● **TASK REQUIREMENTS**:
Copy the stretch of the Hong Kong Covid-19 article from "HONG KONG (BLOOMBERG)" through "Monday (Nov 30)." word for word.

● **EXCERPT PROVIDED**:

========================================================================

Hong Kong imposes more restrictions to contain latest wave of Covid-19 cases

The new measures are similar to those announced in July, when the city faced its worst-ever outbreak.
The new measures are similar to those announced in July, when the city faced its worst-ever outbreak.PHOTO: AFP
People queueing to get tested for Covid-19 in Hong Kong on Nov 30, 2020.
People queueing to get tested for Covid-19 in Hong Kong on Nov 30, 2020.PHOTO: REUTERS

HONG KONG (BLOOMBERG) - Hong Kong is sending civil servants back to work-from-home arrangements as the government steps up efforts to contain the latest wave of coronavirus infections in the Asian financial hub, Chief Executive Carrie Lam said on Monday (Nov 30).

The move, which Mrs Lam urged private sector employers to follow, is the most far-reaching since another flare-up of infection started earlier this month and signals that authorities' concern that the current outbreak will escalate in scale.

Many multinational companies refer to what civil servants are doing to determine their own guidelines about employees coming to the office.

Mrs Lam also announced a ban on public gatherings of more than two people and the closure of venues such as mahjong parlours and swimming pools. Restaurants must now limit diners to two per table, down from the current rule of four. Gyms and sports venues will be allowed to stay open for now, though.

========================================================================

● **EXCERPTED DATA**:

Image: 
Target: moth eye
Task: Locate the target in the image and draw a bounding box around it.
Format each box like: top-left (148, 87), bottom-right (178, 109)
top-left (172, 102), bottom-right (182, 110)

========================================================================

● **WRITTEN SOLUTION**:
HONG KONG (BLOOMBERG) - Hong Kong is sending civil servants back to work-from-home arrangements as the government steps up efforts to contain the latest wave of coronavirus infections in the Asian financial hub, Chief Executive Carrie Lam said on Monday (Nov 30).